-------- DATASET RECORDS

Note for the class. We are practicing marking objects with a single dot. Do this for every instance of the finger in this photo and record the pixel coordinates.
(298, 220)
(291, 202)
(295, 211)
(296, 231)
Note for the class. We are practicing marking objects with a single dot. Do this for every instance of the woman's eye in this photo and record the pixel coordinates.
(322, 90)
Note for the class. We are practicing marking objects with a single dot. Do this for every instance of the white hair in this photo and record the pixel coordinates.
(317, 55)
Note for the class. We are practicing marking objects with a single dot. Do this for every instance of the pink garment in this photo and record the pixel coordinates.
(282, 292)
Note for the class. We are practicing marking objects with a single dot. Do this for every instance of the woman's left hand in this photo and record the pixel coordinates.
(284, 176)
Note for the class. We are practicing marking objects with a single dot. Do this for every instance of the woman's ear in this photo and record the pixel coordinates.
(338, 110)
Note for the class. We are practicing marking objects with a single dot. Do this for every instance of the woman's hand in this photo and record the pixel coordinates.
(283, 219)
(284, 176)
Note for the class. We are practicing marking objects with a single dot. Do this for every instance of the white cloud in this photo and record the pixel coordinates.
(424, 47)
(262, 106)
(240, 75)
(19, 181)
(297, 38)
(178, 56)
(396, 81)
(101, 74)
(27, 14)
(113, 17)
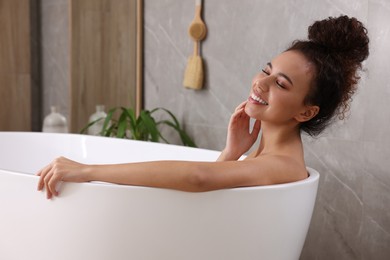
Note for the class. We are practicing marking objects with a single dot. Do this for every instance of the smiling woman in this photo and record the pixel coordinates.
(291, 94)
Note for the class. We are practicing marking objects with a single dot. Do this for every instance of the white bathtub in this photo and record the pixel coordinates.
(93, 221)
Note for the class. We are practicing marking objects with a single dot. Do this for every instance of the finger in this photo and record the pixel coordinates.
(256, 128)
(241, 105)
(42, 173)
(46, 182)
(53, 184)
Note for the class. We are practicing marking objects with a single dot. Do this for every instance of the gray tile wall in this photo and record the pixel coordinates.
(352, 214)
(55, 55)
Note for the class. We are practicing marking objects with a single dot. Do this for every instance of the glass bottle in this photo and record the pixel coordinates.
(55, 122)
(98, 117)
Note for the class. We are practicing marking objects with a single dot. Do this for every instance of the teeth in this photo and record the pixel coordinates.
(253, 96)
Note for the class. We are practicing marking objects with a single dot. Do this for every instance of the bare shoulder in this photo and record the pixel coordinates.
(276, 169)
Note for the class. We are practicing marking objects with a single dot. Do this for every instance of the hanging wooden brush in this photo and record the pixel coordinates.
(193, 76)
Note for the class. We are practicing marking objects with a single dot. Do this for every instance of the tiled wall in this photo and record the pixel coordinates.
(55, 55)
(352, 214)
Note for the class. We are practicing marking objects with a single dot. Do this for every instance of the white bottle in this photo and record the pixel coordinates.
(99, 116)
(54, 122)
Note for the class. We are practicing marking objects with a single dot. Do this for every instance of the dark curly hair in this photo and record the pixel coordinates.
(336, 47)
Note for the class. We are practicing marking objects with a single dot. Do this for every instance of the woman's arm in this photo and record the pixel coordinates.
(179, 175)
(239, 138)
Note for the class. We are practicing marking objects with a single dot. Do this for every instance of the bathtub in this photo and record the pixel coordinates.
(93, 221)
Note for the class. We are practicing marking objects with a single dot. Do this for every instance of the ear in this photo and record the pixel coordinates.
(308, 113)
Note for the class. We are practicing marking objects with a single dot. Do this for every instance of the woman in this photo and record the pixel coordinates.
(302, 89)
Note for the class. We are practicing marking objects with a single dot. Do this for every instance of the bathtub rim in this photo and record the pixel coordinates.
(314, 175)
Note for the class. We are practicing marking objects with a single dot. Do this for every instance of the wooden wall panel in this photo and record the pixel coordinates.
(15, 69)
(103, 56)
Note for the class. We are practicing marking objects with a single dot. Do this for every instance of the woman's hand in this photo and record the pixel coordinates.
(61, 169)
(239, 139)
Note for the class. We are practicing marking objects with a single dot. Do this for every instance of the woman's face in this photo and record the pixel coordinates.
(279, 89)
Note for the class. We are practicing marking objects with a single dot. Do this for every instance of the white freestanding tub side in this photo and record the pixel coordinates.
(107, 221)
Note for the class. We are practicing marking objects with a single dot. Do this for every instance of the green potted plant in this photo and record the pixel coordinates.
(144, 127)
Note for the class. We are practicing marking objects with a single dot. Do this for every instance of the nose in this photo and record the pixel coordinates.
(262, 85)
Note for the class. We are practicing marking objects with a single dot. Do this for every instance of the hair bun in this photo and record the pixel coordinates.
(342, 35)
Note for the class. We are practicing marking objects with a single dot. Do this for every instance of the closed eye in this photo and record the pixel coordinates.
(265, 72)
(280, 85)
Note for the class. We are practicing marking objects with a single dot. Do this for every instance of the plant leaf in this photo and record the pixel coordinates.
(150, 125)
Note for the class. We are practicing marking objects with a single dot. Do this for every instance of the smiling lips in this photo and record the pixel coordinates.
(258, 99)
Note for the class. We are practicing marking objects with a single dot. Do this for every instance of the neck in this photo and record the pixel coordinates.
(278, 139)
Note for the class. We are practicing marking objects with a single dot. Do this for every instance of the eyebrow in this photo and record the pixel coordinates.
(281, 74)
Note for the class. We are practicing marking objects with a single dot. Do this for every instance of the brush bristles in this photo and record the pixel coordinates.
(193, 76)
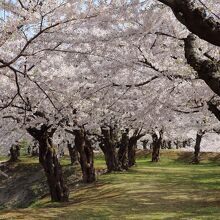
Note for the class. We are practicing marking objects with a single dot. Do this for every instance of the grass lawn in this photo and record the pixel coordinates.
(170, 189)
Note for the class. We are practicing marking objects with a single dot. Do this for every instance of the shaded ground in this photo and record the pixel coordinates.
(26, 182)
(171, 189)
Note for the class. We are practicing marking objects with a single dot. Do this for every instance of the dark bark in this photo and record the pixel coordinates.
(132, 146)
(108, 146)
(145, 144)
(14, 153)
(49, 160)
(197, 147)
(73, 153)
(86, 155)
(157, 142)
(123, 151)
(197, 20)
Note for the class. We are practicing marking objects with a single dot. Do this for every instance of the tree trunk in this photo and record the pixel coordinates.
(49, 160)
(73, 153)
(131, 151)
(157, 142)
(197, 147)
(14, 153)
(86, 154)
(145, 144)
(123, 151)
(108, 147)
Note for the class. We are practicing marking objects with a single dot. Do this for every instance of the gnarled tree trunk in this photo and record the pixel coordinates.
(73, 153)
(49, 160)
(123, 151)
(86, 155)
(14, 153)
(199, 136)
(132, 145)
(108, 146)
(157, 142)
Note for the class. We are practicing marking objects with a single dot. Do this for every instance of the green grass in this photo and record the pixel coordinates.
(170, 189)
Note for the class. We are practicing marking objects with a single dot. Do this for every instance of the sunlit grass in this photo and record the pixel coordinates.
(170, 189)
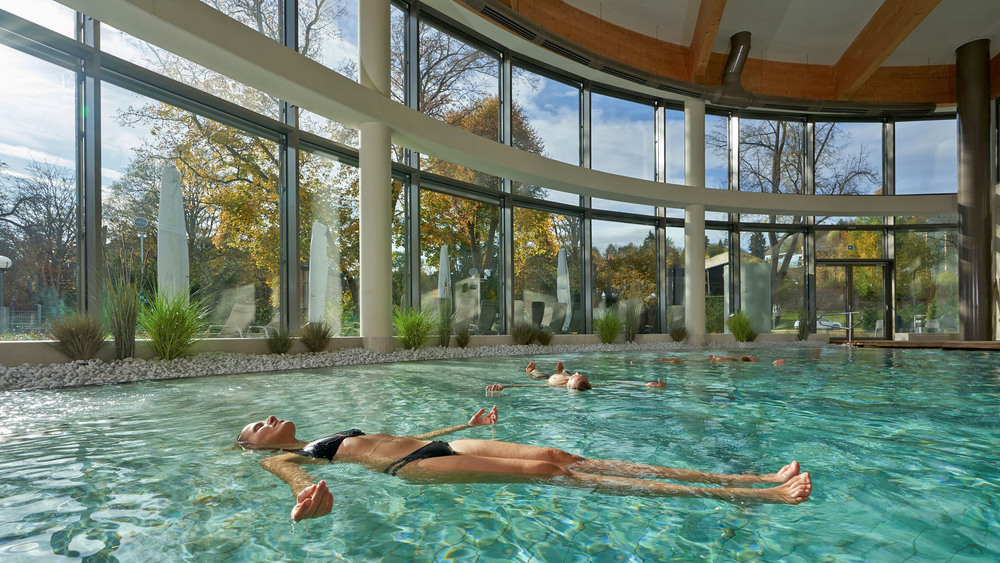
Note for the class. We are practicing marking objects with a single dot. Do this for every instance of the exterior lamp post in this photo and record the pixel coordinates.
(141, 223)
(5, 264)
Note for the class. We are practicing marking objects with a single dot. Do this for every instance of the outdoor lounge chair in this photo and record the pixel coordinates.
(236, 325)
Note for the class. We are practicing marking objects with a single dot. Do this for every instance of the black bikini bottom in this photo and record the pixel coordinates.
(434, 449)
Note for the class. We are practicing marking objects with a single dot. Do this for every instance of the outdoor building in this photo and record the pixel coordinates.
(324, 161)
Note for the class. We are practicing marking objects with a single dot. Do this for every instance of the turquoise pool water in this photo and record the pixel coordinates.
(902, 447)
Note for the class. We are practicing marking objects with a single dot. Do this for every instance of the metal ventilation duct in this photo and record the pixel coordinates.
(731, 94)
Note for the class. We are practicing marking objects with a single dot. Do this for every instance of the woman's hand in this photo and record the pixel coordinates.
(314, 501)
(482, 417)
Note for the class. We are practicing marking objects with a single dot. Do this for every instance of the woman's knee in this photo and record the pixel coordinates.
(561, 457)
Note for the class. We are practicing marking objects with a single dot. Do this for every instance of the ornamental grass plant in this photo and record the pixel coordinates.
(173, 323)
(413, 326)
(316, 336)
(121, 306)
(741, 326)
(608, 326)
(78, 335)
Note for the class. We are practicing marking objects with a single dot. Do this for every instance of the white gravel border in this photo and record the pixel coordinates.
(97, 372)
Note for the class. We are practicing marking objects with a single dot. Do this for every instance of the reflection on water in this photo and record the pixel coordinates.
(901, 447)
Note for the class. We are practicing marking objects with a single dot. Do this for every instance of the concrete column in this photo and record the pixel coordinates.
(694, 222)
(375, 204)
(975, 221)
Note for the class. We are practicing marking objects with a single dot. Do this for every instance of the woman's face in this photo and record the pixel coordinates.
(270, 432)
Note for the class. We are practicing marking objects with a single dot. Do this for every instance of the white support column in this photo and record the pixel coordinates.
(376, 183)
(694, 222)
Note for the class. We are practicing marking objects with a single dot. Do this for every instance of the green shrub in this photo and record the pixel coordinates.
(121, 307)
(630, 319)
(524, 333)
(742, 327)
(445, 321)
(173, 323)
(279, 341)
(608, 326)
(544, 336)
(803, 327)
(462, 336)
(78, 335)
(714, 314)
(677, 332)
(316, 336)
(413, 326)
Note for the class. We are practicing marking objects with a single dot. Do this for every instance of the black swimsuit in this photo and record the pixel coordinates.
(326, 448)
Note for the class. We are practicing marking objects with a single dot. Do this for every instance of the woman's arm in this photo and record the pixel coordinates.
(312, 500)
(480, 418)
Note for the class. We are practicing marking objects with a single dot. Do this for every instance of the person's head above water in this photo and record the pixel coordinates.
(578, 382)
(269, 433)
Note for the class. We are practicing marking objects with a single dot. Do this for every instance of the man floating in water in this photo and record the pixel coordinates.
(416, 458)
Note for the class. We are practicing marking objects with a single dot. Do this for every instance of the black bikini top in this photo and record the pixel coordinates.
(326, 448)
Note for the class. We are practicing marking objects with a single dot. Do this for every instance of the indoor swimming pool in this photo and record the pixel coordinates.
(901, 446)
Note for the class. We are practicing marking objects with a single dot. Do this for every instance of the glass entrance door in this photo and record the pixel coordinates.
(850, 300)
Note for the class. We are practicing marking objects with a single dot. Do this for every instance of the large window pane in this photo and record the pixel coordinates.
(770, 160)
(545, 120)
(624, 262)
(459, 85)
(675, 276)
(717, 152)
(47, 13)
(328, 34)
(716, 280)
(926, 157)
(229, 189)
(547, 269)
(927, 281)
(147, 55)
(849, 244)
(848, 158)
(621, 140)
(328, 243)
(460, 261)
(772, 279)
(38, 201)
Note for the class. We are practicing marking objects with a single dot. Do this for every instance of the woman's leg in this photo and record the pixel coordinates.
(796, 490)
(629, 469)
(492, 448)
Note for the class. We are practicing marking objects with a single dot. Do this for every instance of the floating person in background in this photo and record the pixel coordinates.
(418, 459)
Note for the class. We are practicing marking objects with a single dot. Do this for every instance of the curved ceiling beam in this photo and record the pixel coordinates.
(706, 27)
(893, 22)
(199, 33)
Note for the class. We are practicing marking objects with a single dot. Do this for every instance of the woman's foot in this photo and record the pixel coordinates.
(795, 490)
(783, 474)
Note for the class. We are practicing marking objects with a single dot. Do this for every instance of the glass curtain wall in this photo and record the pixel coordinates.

----------------

DESCRIPTION OF THE TASK
Rewrite every line of the data from the line containing "of the curved" through the end of the data, inclusive. Change only the answer coordinates, multiplying each number by 0.55 and rounding to the nearest whole number, with halves rounded up.

WRITTEN REPLY
Note for the class. We are practicing marking objects with a single dot. Do this for every instance of the curved ceiling beam in this photo and record the pixel coordinates.
(388, 15)
(491, 12)
(109, 18)
Note for the class. We are practicing marking objects with a single dot. Do this for every instance of the woman's foot in this photo and record the pixel coordinates.
(437, 270)
(431, 261)
Note for the class. We are practicing marking objects with a single dot. Do this for every instance of the glass curtain wall in this photo and record the pixel coordinates.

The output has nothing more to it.